# Prompt
The records follow. Retype them without a single change.

--- Records provided Enclosed Below ---

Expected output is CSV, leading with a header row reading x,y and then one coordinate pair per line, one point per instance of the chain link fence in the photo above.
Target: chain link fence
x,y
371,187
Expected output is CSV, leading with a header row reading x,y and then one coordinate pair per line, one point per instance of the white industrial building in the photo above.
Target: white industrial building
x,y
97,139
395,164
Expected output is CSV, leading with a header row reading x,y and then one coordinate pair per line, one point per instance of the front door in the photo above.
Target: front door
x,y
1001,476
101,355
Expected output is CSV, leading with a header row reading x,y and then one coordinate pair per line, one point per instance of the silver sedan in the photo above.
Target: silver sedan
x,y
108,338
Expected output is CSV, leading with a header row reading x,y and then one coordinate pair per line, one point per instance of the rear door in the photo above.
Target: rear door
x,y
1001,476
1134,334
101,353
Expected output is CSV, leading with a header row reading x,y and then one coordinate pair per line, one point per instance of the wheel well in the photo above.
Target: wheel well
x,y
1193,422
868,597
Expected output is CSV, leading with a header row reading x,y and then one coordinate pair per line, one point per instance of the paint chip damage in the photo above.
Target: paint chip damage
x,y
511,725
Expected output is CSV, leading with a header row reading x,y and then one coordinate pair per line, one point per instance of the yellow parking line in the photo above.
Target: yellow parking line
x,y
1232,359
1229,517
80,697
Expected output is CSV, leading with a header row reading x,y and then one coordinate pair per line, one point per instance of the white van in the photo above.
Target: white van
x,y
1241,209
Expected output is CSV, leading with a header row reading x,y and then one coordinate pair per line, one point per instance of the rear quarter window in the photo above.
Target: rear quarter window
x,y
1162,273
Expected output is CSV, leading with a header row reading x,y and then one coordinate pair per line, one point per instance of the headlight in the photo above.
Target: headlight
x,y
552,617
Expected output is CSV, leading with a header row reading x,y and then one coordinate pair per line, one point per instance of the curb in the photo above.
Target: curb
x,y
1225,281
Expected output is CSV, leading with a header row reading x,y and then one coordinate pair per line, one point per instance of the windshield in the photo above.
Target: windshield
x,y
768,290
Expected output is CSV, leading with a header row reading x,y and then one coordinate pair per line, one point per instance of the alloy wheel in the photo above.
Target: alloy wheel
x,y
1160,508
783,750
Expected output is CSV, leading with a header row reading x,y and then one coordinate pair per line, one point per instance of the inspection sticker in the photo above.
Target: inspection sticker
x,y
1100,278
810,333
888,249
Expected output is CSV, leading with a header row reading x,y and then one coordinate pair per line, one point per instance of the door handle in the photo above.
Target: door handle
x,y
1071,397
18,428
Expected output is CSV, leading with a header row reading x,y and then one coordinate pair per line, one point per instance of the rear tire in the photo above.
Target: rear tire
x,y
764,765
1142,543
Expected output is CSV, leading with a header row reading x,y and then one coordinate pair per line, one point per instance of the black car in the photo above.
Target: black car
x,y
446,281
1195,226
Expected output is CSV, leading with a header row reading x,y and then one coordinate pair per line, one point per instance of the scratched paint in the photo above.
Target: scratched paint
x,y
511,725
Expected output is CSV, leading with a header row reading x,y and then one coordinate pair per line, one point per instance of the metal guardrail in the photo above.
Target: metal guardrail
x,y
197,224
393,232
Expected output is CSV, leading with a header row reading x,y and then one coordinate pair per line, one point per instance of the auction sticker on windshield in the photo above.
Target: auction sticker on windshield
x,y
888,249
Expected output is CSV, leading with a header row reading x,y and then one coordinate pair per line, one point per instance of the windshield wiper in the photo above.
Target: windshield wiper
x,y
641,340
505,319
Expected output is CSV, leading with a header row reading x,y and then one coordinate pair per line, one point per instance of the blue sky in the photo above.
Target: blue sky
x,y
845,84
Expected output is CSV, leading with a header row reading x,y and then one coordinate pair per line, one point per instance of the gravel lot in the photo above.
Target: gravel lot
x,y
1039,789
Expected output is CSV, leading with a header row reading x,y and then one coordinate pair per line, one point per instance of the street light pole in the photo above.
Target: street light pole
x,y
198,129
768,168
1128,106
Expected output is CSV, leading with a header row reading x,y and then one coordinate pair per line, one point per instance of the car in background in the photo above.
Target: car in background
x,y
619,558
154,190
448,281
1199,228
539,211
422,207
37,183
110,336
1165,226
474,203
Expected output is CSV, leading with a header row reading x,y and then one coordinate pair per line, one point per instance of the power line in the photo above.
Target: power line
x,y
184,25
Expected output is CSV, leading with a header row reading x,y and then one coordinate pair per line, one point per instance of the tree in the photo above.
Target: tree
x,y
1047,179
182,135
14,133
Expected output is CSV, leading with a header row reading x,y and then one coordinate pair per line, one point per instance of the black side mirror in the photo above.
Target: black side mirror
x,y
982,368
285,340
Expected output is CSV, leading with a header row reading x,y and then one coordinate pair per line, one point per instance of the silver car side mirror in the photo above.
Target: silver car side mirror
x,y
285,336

--- End of Enclosed Records provided ---

# Answer to this task
Expected output is CSV, leading with a header row reading x,y and then one coordinate pair per line, one point per instance of the chain link fence in the photo above.
Target: chain link fence
x,y
371,187
Expected output is CSV, leading with a header row reading x,y and then one coordinate pair per line, one point per instance of the white industrial building in the photo above.
Target: white industrial building
x,y
97,139
395,164
Expected output is CSV, leading with a header row reading x,y and then one coordinate pair per line, one point per instance of the front door in the photo above.
Target: front door
x,y
1001,476
101,355
Expected output is CSV, leading with a header row reading x,y and then one coordinate pair per line, one point per instance of the silver sedan in the photo above.
Target: silver sedan
x,y
108,338
Expected output is CSV, leading with a header row reading x,y and then one coordinate pair per line, one point per instance of the rear door in the photo above.
Target: rear door
x,y
1001,476
1134,334
101,353
Expected output is CSV, leading with a header row reading x,y and then one coordinate pair per line, one point per instance of the wheel well in the photo above.
Target: wheel well
x,y
1193,422
868,597
Expected output is CSV, leading with a header row reading x,y and then one coordinate pair per line, one point per instance of the paint chip damage in the photo above.
Target: paint chip damage
x,y
511,725
Expected output is CSV, leading with a header row reading x,y and then one coordinate pair per line, one point per instance of the yellow parking line in the photo above.
Target: yellow parking line
x,y
1232,359
1229,517
80,697
Expected output is CSV, leading with a header row reading x,y and then one coordinate pair per line, one point per instance of the white van in the photo above.
Target: white van
x,y
1241,209
Expected output is CSV, leading with a header row reading x,y and then one coordinate pair per line, one point per instance of the rear quarter window in the photo above.
Target: rear quarter window
x,y
1162,273
Expected output is CSV, leading with a header row reading x,y and then one coordinate pair per line, one point per instance of the headlight in the photo above.
Target: headlight
x,y
552,617
Expected output is CSV, leading with a header row reading x,y and then one coordinate pair per line, one point per instance of the curb in the photo above.
Target: curb
x,y
1225,281
Expected output is CSV, leading with a header row reading x,y and then one coordinate pair per line, one point per instance of the windshield in the photo above.
Target: windshield
x,y
768,290
Expected output is CSV, leading with a header row reading x,y and then one coordinate pair per line, one point per instance of the alloy wheel in the photo above.
Target: alloy wheel
x,y
1160,508
783,750
Expected output is CSV, leading with a header row reading x,y and then one coordinate pair per line, one point per instance of the inspection sticker in the photo above.
Target: inspection sticker
x,y
1100,278
810,333
888,249
Expected output is CSV, leading with a header row reading x,y and then one coordinate pair per line, one point per instance of the door handle in the photo above.
Target: door handle
x,y
1071,397
18,428
Expected output is CSV, leading with a header row reading x,y and then one coordinate pair per line, one point per instance of the rear tire in the photo above.
Target: rear tire
x,y
764,765
1142,543
Expected output is CSV, leading with a header row reading x,y and then one coordinate pair per line, one point per instance of the black car in the photo above.
Target: black car
x,y
446,281
1195,226
Expected output is CSV, leading with a header row reading x,y and then one coordinate pair per line, one point per instance of the scratched paint in the photo above.
Target: scratched paint
x,y
511,725
Expected output is CSV, leading with a header row reading x,y and then one coordinate pair per line, one point per instance of the metal guardrail in the photo above.
Target: metal guardrail
x,y
197,224
393,232
Expected output is CSV, leading with a header row reading x,y and then one coordinate pair per line, one point per instance of the auction sticker on windshield in the photo above.
Target: auction sticker on windshield
x,y
888,249
Expected output is CSV, leading with a header row reading x,y and then one coordinate pair per line, one point per instance of the windshield wiper in the photo above.
Target: windshield wiper
x,y
641,340
505,319
Expected output is CSV, leading with a header row reading x,y and then one coordinate pair per line, one point per instance of the blue sky in the photo above.
Target: blue sky
x,y
845,84
Expected output is CSV, leading with a header row reading x,y and then one coordinate pair per line, one point per instance of the gravel lot in the photo above.
Target: gravel lot
x,y
1039,789
Expected output is CSV, leading with a header row reading x,y and then one coordinate pair per line, one point per instance of the street light pole in the photo above.
Target: street light pole
x,y
198,129
768,168
1128,106
Expected output is CSV, leading with a header row reading x,y and then one coordinate pair per line, one point per instance of the car in background in the photo above.
Target: car in background
x,y
619,558
154,190
448,281
1199,228
539,211
422,207
37,183
110,336
1165,226
474,203
Expected output is CSV, leading with a header row reading x,y and then one coordinate pair per line, one point per instance of the power line in the photo above.
Target: power line
x,y
184,25
Expected output is CSV, leading with a header row reading x,y and then one coordinate pair per line, one point per instance of the tree in the photo above.
Target: tree
x,y
1047,179
182,135
14,133
Expected output is CSV, leading with a header row reading x,y and then one coordinate pair per line, one point per instance of the black side mirror in the photo above.
Target: black side mirror
x,y
982,368
285,340
Expected output is CSV, leading with a header row reading x,y and then one coordinate pair per line, one point per instance of the silver car side mirror in the photo above.
Target: silver car side mirror
x,y
285,336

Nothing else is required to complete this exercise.